**Goal**
Lay out the part of the records below that opens with the line containing "Formation-chart tagging: label the yellow" and closes with the line containing "<point>770,299</point>" as a numbered list, with both of those lines included. Skip blank lines and leave the pictures out.
* begin Exercise inputs *
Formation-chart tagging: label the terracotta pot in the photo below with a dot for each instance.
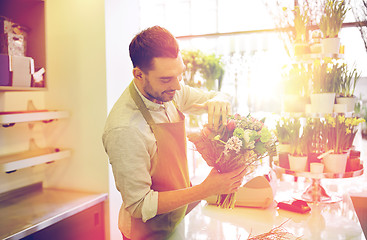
(293, 103)
(348, 101)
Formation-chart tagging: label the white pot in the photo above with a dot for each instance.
(297, 163)
(282, 147)
(335, 163)
(348, 101)
(322, 102)
(316, 167)
(330, 45)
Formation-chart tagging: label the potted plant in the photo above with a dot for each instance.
(340, 132)
(301, 21)
(193, 60)
(325, 78)
(282, 130)
(330, 24)
(212, 70)
(295, 88)
(209, 66)
(298, 146)
(348, 83)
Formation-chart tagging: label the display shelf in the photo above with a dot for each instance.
(316, 192)
(20, 89)
(10, 118)
(12, 162)
(310, 57)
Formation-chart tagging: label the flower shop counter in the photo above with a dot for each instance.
(45, 213)
(325, 221)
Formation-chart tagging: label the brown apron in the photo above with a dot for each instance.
(171, 172)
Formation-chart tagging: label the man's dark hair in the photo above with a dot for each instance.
(151, 43)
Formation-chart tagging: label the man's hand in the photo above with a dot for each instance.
(216, 110)
(223, 183)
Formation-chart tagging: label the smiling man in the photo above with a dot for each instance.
(145, 140)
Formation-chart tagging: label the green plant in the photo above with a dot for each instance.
(282, 130)
(297, 139)
(193, 60)
(332, 20)
(348, 81)
(312, 135)
(301, 21)
(326, 76)
(296, 79)
(210, 66)
(212, 69)
(340, 132)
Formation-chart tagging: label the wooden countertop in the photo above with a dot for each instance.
(25, 214)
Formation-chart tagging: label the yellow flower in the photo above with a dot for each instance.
(330, 120)
(349, 121)
(348, 131)
(217, 137)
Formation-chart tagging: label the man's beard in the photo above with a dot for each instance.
(161, 97)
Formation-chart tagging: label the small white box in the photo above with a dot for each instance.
(21, 69)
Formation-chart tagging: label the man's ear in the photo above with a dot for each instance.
(138, 73)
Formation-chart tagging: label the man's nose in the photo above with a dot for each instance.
(176, 83)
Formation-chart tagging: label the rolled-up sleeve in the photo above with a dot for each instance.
(188, 96)
(130, 160)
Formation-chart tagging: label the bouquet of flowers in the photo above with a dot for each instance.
(243, 142)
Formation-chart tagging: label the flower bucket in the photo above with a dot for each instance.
(293, 103)
(297, 163)
(316, 167)
(340, 108)
(348, 101)
(335, 163)
(322, 102)
(330, 45)
(283, 147)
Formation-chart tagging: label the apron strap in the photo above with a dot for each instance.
(141, 106)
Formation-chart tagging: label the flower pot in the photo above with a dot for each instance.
(316, 167)
(283, 151)
(283, 147)
(301, 49)
(297, 163)
(340, 108)
(293, 103)
(322, 102)
(348, 101)
(330, 45)
(335, 163)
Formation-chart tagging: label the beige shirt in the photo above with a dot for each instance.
(131, 147)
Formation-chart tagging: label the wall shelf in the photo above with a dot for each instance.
(12, 162)
(10, 118)
(20, 89)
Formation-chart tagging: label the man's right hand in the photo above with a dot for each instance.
(223, 183)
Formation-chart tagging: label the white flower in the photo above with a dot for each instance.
(234, 143)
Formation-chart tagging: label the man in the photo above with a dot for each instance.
(145, 140)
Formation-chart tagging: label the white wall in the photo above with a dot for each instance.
(122, 23)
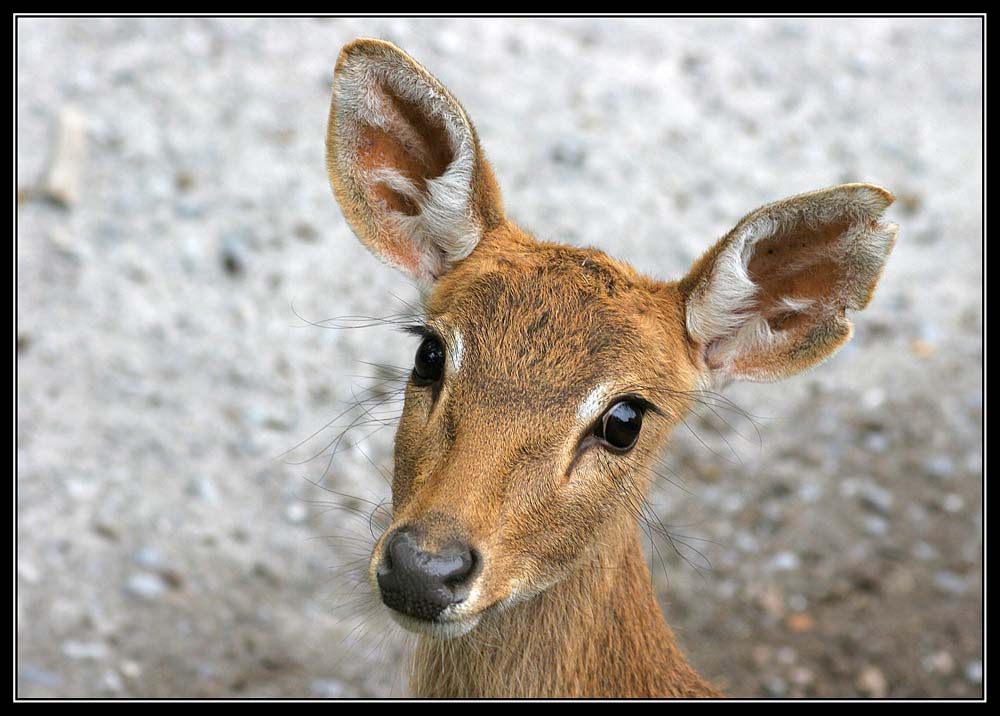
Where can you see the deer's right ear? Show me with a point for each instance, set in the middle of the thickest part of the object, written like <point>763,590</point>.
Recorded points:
<point>405,164</point>
<point>770,299</point>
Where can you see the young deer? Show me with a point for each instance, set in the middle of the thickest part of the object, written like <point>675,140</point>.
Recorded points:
<point>547,380</point>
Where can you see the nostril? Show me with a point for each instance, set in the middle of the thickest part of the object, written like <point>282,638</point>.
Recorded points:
<point>463,572</point>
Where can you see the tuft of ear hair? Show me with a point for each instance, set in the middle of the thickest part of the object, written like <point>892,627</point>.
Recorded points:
<point>769,299</point>
<point>405,164</point>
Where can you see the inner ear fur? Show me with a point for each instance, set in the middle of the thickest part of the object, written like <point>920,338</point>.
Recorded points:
<point>769,300</point>
<point>404,162</point>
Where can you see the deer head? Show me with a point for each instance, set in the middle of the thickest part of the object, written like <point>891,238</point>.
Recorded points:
<point>548,377</point>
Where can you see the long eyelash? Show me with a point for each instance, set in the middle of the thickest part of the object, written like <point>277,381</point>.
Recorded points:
<point>418,329</point>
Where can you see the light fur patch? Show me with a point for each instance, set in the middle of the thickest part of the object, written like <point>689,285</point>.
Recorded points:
<point>593,404</point>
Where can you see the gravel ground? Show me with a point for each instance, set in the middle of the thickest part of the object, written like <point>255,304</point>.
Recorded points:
<point>171,539</point>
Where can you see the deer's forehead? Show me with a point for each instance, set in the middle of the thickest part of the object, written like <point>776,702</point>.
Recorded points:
<point>541,334</point>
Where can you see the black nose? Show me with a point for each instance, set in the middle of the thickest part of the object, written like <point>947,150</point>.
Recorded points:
<point>424,584</point>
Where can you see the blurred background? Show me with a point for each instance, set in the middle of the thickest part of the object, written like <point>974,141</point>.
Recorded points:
<point>200,449</point>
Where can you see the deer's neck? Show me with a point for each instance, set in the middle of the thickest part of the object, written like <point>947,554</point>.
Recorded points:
<point>598,633</point>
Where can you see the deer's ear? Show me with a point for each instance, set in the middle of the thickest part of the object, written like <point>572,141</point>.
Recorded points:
<point>769,300</point>
<point>404,162</point>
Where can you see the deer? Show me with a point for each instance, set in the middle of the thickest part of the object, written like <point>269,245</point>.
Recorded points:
<point>546,380</point>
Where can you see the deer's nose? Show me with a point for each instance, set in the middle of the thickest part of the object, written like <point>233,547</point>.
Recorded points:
<point>423,584</point>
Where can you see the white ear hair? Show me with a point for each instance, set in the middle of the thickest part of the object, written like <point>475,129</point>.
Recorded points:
<point>769,299</point>
<point>404,161</point>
* end Exercise inputs *
**Result of this task**
1. Formation-chart tagging: label the yellow flower in the photo above with a dot for each instance.
2. (330, 120)
3. (349, 121)
4. (348, 131)
5. (217, 137)
6. Formation-chart tagging: label the man's beard in the photo above with a dot for each instance.
7. (161, 97)
8. Formation-chart tagging: label the small white box in the photo above with a dot for each instance.
9. (21, 69)
10. Formation-chart tagging: label the man's ear in the photo above with a dot for each instance.
11. (138, 73)
12. Formation-chart tagging: label the man's nose in the photo above with a dot for each instance.
13. (176, 83)
14. Formation-chart tagging: label the rolled-up sleeve in the photo above with a dot for each instance.
15. (188, 96)
16. (130, 160)
17. Formation-chart tagging: label the bouquet of flowers in the photo above with a dot for each instance.
18. (243, 142)
19. Formation-chart tagging: label the flower bucket in the photo above with a dot for each instance.
20. (293, 103)
21. (297, 163)
22. (316, 167)
23. (340, 108)
24. (348, 101)
25. (335, 163)
26. (322, 102)
27. (330, 45)
28. (283, 147)
29. Formation-chart tagging: label the apron strap in the photo above with a dot for each instance.
30. (141, 106)
31. Formation-chart tagging: label the flower pot in the photo above with a dot for each instance.
32. (316, 167)
33. (283, 151)
34. (283, 147)
35. (301, 49)
36. (297, 163)
37. (340, 108)
38. (293, 103)
39. (322, 102)
40. (348, 101)
41. (330, 45)
42. (335, 163)
43. Formation-chart tagging: label the beige shirt in the photo above with a dot for each instance.
44. (131, 147)
45. Formation-chart tagging: label the wall shelf in the photo above with a dot for each instance.
46. (12, 162)
47. (10, 118)
48. (20, 89)
49. Formation-chart tagging: label the man's right hand in the photo above with a dot for each instance.
50. (223, 183)
51. Formation-chart tagging: label the white flower in the photo above with a dot for each instance.
52. (234, 143)
53. Formation-chart tagging: label the man in the photo above with a dot for each instance.
54. (145, 140)
55. Formation-chart tagging: label the white wall in the photo above with a dot for each instance.
56. (122, 23)
57. Where can you see the deer's right ear? Show me with a point for each instance, set in the middle of the thickest part of the object, written like <point>763,590</point>.
58. Recorded points:
59. <point>405,164</point>
60. <point>770,299</point>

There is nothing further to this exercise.